WHAT YOU NEED TO DO:
#1 In the blog page below, print the stretch from "Ages 13-15 he" through "below the sea." word for word.
#2 According to the blog page below, from which airport did the family fly to Milwaukee when Jack was 3?
#3 Go on with the blog page below, picking up right after its final sentence.

--- start PAGE TEXT ---

Friday, September 28, 2007

Jack Turns 17

Yesterday was Jack’s 17th birthday and I’d write about it but I’m feeling too old. You see this is his LAST birthday as a juvenile. Which makes me….well, you know.

When he was a baby Mike would hold a footy pajama clad Jack under the arms and dance him across the top of the couch. “Do the Jack, J-Jack, Jack, J-Jack, Jack, Jack”.

On his first birthday, being the first Nolan grandchild, he got a Fisher Price slide and the rapt attention of 10 adults as he slid down it in my living room for hours. “My” we all exclaimed “Isn’t he brilliant!”

When he was 3 we took a flight from the Mankato airport to Milwaukee. He walked into the airport like he owned the place – going up to strangers, tugging them on the jacket and saying “I’m Jack Nowwwan”. They looked to me with confusion. “He’s running for The Senate” I replied.

When he was 4 and 5 he spent hours imagining, designing, and building things. “Mom” he’d say, “I need a stapler, glue, tinfoil, battery, pinking sheers, large needle, 3 eggs, a light bulb, dish soap and 6 egg cartons”

Ages 6-12 were spent in the ravine with neighbors Andrew, Aaron and Chris creating medieval weaponry out of sticks, newspaper and duct tape, defending battlements and harvesting the neighbor’s raspberries.

Ages 13-15 he learned to scuba dive, he joined the swim team, excelled in school, became well know for his sense of humor and genius in math and on the computer.

At age 16 he got his driver’s license, got a job and learned to fly an airplane.

And now at 17 he has traveled to 15 or so countries learned a little Spanish, French, and German. He has been in the Himilayas at 16,000 feet above sea level, and dived to 100 ft. below the sea.
He is planning his college career – wants to be a pilot and business owner and a computer scientist.

And just today he asked if I couldn’t find him a stapler, lighter, some baking soda and tinfoil.

WE LOVE YOU JACK! Happy Birthday! And don't think I didn't notice what you were doing with your finger in that picture.

Dreams of Reims

Reims, France, an hour south of Paris, is exactly as picturesque as a small French town should be with its cobbled streets and provincial stone buildings, window boxes spilling pink geraniums and purple salvia. The men are dark, handsome and scarf-clad and the women are elegant and beautifully dressed. It appears to be a law that residents carry around a warm bread baguette and bicycles sport a basket holding freshly cut flowers.

--- end PAGE TEXT ---
--- start RECORDS PROVIDED ---

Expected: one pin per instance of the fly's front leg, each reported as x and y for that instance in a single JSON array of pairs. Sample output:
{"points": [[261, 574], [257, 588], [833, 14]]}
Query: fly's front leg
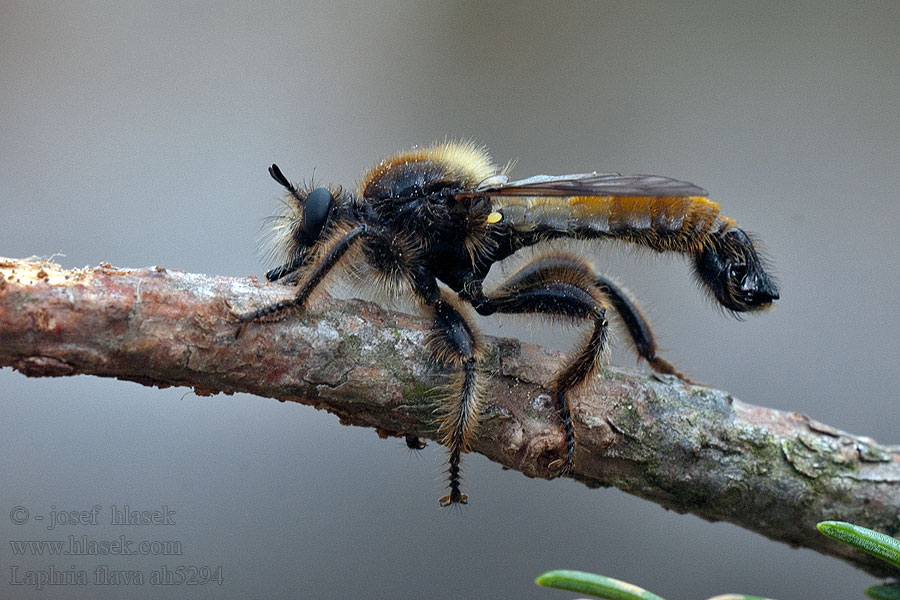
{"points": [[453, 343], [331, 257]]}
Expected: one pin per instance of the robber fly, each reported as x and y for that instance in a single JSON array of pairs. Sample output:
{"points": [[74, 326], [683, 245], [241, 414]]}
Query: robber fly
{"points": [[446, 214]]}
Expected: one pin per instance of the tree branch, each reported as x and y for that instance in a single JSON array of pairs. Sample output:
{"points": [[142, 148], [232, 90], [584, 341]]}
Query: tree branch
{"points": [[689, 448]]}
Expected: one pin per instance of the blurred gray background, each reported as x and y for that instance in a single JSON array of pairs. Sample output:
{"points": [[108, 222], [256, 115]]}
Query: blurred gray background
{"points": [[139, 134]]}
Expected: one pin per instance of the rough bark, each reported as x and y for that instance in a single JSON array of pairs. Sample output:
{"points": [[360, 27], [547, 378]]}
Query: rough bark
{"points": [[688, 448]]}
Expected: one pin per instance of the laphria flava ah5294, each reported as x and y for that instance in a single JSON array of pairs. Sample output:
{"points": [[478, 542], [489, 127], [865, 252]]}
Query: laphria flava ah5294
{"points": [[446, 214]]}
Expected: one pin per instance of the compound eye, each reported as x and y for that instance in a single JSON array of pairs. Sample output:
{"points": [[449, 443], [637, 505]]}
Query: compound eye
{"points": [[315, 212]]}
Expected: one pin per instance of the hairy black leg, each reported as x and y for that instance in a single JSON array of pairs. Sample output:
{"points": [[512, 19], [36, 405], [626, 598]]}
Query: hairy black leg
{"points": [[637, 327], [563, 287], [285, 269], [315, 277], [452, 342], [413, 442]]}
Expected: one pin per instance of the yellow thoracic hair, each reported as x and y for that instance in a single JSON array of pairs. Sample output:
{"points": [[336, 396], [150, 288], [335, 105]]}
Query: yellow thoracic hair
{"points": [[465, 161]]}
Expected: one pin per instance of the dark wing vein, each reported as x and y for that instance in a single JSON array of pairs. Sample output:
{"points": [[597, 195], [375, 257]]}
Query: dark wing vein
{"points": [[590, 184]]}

--- end RECORDS PROVIDED ---

TASK RESULTS:
#1
Ages 13-15 he learned to scuba dive, he joined the swim team, excelled in school, became well know for his sense of humor and genius in math and on the computer.

At age 16 he got his driver’s license, got a job and learned to fly an airplane.

And now at 17 he has traveled to 15 or so countries learned a little Spanish, French, and German. He has been in the Himilayas at 16,000 feet above sea level, and dived to 100 ft. below the sea.

#2 The Mankato airport.

#3
It has a lovely Notre Dame Cathedral with stained glass windows created by Marc Chagall and an alter to my favorite Catholic Saint, Joan of Arc, looking all brave and small and female in her battle armor. The Cathedral is dimly lit by overhead fixtures and thin, tall taper candles in standing candelabras. As we walked through I noticed bullet holes from WWI scattered throughout the walls and pillars. They give you that thrilling sense of “danger in the sanctuary.”

And it is the home of eight or so Champagne houses. Champagne is proof that life is beautiful, we were meant to be happy, and it is acceptable to drink at breakfast.

Mike and I toured Tattingers and Veuve Clicquot Champagne Houses. We nodded appreciatively as we learned of the origin of champagne, the process by which the champagne is made, fermented and clarified. But mostly just were just silently wishing the huge, blonde, middle-aged British biker dudes (in their full leather chaps) would stop asking questions so that we could get to the tasting room.

We tromped through the dark, cold caves which are dug out of the chalk that is the bedrock of the city. Chalk is evidently the perfect environment for the making and storing of champagne. It is also pretty cool for carving “Jules Rules” with the heel of your shoe when no one is looking.

The good news is that the champagne was exquisite as expected. The bad news is that it is hugely expensive – even at the houses themselves. But the best news is that my unsophisticated palate appreciates the $16 bottles just as much at the $40 bottles, and the “cheap stuff” was widely available at the bottle shops near our hotel.

We spent the bulk of the afternoon carrying around a bread baguette (as is the law), my purse full of stinky cheese and trying to find the most righteous spot to sit in the grass and enjoy our picnic.

On our way out of town we passed a park. There, sitting on a bench, was a shabbily dressed man, looking rather homeless, but giggling to himself and drinking French Champagne out of the bottle - for breakfast. He has a better zip code than I do.

The drive to Zurich from Reims was picturesque, but somehow sad. Our car wasn’t hard to identify. It was the VW Taurag with a grown woman, face pressed longingly to the back window, tears streaming, arms outstretched as it motored down the Autobahn, away from France.

Monday, September 24, 2007

New Pictures Koblenz and Reims

go to this link for new pictures

Sunday, September 23, 2007

Off to Champagne

One of the best things about being in Germany is that you are 4 to 5 hours away from EVERYWHERE. On Wednesday morning Mike and I went into the University to plan a weekend trip to Zurich to visit his sisters Kellie, who lives in Zurich, and Anne who had flown in as a surprise for Kellie’s birthday.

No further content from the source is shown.